**Objetivo da tarefa:**
Repita sem nenhuma alteração o trecho dos dados que começa na linha que contém "Pick out one point on every instance of the white bowl" e termina na linha que contém "[(271, 123), (840, 1190)]", incluindo essas duas linhas.

**Dados listados:**
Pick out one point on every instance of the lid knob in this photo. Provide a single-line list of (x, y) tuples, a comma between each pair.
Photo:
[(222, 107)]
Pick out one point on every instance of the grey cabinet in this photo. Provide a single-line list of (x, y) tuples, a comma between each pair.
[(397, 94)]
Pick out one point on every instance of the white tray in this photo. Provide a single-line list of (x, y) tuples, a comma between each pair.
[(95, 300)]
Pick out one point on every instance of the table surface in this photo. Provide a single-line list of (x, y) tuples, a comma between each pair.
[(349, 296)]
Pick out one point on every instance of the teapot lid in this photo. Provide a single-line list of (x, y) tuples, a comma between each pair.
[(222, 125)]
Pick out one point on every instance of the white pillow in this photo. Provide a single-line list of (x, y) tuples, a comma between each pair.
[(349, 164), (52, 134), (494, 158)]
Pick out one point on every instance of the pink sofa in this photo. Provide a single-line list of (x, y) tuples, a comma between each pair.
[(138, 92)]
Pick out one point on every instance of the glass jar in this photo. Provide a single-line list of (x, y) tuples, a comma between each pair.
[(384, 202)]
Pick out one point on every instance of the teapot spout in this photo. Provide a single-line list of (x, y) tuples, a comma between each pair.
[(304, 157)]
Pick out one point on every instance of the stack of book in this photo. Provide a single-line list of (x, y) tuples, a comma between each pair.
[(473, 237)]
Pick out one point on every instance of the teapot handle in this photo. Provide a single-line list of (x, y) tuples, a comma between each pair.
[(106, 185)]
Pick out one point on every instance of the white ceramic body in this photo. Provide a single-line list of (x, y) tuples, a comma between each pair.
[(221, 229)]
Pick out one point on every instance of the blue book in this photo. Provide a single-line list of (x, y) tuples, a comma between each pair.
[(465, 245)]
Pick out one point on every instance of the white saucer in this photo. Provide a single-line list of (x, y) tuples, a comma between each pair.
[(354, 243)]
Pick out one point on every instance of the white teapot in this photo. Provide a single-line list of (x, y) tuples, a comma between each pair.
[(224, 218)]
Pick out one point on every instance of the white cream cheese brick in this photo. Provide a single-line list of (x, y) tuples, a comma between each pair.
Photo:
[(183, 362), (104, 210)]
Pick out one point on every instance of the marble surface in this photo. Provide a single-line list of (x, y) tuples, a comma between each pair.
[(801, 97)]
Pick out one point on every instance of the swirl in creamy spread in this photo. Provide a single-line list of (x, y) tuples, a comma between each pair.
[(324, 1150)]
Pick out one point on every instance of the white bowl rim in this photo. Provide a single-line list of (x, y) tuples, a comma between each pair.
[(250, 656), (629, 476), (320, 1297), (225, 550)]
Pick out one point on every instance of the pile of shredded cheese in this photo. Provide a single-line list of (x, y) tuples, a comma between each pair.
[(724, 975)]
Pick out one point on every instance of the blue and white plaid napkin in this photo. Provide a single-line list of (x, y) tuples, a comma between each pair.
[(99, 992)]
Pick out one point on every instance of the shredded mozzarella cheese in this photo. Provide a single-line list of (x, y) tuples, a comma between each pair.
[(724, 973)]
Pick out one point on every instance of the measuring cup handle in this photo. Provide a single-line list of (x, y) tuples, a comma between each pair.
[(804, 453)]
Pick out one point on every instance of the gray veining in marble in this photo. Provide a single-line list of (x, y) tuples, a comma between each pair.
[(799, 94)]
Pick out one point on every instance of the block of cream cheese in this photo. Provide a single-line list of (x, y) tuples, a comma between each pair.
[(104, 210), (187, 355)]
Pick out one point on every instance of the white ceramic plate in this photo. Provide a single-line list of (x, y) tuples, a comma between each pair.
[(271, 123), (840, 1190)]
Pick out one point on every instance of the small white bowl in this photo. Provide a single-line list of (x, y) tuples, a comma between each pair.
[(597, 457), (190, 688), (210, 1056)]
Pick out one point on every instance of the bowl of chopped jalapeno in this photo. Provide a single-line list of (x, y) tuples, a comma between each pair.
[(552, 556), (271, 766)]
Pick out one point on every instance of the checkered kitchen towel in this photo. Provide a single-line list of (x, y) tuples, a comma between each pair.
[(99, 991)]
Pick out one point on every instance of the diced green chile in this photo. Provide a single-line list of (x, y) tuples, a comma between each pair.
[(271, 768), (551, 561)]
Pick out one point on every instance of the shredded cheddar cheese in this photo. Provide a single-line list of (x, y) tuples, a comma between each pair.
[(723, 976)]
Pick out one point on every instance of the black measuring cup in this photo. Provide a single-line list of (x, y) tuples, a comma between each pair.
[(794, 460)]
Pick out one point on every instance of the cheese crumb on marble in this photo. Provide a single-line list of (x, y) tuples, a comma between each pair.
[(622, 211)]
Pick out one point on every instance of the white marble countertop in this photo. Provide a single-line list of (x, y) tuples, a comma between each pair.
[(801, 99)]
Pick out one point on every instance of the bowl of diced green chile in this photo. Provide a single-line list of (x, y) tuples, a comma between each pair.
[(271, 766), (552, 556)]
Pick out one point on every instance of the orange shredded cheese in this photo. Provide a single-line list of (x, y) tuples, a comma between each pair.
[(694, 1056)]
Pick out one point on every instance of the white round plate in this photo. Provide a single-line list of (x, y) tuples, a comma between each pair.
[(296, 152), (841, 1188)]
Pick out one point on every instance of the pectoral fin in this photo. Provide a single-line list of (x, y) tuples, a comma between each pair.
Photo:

**Solução por escrito:**
Pick out one point on every instance of the white bowl rim in this photo. Provide a single-line list of (x, y) tuples, a comma between each pair.
[(250, 656), (629, 476), (320, 1297), (225, 550)]
Pick out one point on every instance of the pile of shredded cheese in this photo. Provide a single-line list of (x, y) tuples, a comma between each pair.
[(724, 975)]
Pick out one point on every instance of the blue and white plaid napkin in this photo. Provide a single-line list of (x, y) tuples, a comma between each pair.
[(99, 992)]
Pick out one point on every instance of the shredded mozzarella cheese in this photo. Provide a single-line list of (x, y) tuples, a comma between each pair.
[(724, 973)]
Pick out one point on every instance of the measuring cup handle in this photo. Provide a single-line list of (x, y) tuples, a comma between each pair.
[(804, 453)]
Pick out one point on every instance of the gray veining in marble in this photo. Provide a single-line list of (x, y) tuples, a comma between each pair.
[(799, 94)]
Pick out one point on every instance of the block of cream cheese in this photo. Provide a single-line list of (x, y) tuples, a comma between each pair.
[(104, 210), (187, 355)]
Pick out one point on every instance of the white ceramic plate in this photo. Provide a single-line list of (x, y) tuples, a comma between each pair.
[(271, 123), (840, 1190)]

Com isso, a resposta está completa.